DIRECTIVE: Count how many lines of the listing below contain the string "document". Reply with only the number.
### GIVEN RECORDS
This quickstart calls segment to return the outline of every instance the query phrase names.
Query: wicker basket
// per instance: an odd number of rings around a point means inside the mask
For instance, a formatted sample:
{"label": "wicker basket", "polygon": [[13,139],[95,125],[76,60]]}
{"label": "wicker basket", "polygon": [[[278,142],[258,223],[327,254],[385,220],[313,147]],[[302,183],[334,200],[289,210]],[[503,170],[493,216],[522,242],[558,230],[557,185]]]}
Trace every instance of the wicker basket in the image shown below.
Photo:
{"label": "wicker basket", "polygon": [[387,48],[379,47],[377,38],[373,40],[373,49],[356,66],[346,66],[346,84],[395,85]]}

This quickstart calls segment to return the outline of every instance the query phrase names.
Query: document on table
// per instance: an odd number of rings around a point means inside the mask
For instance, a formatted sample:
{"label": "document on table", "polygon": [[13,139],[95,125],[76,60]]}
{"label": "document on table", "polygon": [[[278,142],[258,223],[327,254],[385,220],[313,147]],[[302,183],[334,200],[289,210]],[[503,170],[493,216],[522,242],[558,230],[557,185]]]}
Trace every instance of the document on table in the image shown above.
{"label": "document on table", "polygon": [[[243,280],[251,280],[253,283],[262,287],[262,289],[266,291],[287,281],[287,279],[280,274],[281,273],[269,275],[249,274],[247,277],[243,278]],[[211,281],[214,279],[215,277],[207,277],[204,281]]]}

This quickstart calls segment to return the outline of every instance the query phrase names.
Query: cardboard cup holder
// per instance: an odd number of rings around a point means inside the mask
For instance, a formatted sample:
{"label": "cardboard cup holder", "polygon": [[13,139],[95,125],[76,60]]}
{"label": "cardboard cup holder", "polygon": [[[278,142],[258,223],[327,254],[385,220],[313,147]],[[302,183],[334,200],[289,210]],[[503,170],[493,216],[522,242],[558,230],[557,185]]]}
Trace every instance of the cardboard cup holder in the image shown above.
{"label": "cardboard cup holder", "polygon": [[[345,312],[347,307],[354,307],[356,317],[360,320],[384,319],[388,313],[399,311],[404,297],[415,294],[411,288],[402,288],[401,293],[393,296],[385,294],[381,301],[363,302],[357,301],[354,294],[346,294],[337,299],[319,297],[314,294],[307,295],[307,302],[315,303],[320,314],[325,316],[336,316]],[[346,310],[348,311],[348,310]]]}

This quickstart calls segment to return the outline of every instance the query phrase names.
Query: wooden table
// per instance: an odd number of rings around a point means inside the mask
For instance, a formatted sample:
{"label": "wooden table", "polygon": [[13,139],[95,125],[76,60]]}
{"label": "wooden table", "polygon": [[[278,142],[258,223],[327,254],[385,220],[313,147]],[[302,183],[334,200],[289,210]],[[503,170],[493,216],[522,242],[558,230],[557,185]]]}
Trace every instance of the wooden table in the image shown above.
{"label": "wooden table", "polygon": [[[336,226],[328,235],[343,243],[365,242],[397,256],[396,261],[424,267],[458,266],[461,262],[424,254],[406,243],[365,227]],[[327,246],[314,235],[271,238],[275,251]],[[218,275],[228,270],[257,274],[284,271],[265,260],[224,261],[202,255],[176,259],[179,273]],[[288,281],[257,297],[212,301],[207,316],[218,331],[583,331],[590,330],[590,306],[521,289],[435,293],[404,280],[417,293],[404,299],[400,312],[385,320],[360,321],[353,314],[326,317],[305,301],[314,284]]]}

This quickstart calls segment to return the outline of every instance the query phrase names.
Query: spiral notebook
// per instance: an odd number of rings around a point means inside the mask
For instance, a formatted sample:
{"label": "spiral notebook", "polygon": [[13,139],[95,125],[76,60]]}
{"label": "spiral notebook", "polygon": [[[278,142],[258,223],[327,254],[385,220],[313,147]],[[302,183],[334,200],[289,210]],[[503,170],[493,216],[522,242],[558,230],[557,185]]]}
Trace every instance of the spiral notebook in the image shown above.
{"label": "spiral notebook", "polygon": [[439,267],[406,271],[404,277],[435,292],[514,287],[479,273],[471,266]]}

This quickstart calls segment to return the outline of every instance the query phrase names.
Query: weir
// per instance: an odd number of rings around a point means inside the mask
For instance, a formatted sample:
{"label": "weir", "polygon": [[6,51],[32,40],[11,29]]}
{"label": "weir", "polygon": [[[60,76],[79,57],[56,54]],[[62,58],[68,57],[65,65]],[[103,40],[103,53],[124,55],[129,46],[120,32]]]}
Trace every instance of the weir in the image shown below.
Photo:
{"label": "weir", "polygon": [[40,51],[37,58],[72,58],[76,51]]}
######
### GIVEN RECORDS
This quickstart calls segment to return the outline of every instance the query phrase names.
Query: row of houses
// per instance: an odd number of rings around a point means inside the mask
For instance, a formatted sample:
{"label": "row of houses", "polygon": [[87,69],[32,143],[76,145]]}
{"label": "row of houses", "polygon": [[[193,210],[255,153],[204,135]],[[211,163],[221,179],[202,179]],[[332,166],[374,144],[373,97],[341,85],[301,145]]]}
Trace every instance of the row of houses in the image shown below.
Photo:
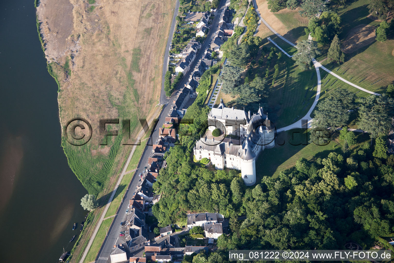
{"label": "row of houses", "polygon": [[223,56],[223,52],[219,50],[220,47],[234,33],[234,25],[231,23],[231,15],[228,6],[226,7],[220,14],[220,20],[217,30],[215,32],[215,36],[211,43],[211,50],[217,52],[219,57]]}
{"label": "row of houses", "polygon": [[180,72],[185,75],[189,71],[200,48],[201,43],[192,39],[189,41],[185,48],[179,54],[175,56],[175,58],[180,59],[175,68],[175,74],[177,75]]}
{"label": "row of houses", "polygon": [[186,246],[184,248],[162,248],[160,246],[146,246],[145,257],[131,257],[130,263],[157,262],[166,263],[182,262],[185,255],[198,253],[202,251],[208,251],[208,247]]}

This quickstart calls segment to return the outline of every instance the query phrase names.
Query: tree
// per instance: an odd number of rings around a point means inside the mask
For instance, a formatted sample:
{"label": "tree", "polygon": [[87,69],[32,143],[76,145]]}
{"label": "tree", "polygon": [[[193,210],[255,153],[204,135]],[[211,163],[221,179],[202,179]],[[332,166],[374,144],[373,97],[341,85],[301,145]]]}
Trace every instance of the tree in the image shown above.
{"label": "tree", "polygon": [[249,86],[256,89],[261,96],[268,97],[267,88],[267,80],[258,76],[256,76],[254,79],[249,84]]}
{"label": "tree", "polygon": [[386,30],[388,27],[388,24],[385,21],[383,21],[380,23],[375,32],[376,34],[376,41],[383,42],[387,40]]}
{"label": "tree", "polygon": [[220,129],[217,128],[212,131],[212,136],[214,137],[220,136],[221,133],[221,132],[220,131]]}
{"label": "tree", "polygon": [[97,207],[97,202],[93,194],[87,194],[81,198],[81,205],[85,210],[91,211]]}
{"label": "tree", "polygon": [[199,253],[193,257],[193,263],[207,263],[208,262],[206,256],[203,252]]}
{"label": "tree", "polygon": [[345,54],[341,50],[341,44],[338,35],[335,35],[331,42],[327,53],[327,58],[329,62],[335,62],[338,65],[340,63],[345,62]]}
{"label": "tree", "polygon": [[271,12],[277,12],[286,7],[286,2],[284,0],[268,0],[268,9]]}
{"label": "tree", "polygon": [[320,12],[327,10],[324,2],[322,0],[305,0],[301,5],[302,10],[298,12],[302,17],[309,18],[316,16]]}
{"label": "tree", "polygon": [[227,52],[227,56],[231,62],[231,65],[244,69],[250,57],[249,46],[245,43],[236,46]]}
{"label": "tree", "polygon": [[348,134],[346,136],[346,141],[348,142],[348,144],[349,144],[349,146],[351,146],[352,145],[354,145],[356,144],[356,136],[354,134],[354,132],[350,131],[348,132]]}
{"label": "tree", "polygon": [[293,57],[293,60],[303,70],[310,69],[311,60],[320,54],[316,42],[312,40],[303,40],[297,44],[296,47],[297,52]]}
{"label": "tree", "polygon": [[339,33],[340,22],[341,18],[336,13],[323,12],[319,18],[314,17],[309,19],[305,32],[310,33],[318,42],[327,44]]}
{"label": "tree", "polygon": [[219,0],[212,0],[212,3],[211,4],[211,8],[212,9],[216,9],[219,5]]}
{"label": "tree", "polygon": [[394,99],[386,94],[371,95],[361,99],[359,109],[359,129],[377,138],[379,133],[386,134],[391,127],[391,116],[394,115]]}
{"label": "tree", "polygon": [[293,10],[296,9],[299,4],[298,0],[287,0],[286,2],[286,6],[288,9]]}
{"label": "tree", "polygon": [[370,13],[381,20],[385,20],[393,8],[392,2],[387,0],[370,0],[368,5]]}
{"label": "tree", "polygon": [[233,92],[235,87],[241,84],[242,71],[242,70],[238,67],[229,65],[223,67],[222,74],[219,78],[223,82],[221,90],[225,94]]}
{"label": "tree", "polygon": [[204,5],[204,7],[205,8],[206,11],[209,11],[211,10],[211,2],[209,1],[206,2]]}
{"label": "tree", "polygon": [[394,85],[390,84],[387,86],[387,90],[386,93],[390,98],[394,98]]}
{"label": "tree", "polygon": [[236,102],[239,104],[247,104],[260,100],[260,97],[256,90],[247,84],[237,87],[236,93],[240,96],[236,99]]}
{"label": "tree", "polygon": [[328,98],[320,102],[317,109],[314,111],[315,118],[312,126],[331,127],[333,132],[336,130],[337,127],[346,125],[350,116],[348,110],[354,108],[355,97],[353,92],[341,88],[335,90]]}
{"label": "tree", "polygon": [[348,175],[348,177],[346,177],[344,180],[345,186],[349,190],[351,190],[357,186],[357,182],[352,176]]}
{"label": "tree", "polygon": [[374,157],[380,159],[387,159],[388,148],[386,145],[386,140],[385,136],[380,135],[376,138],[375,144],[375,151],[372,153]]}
######
CORRECT OUTPUT: 5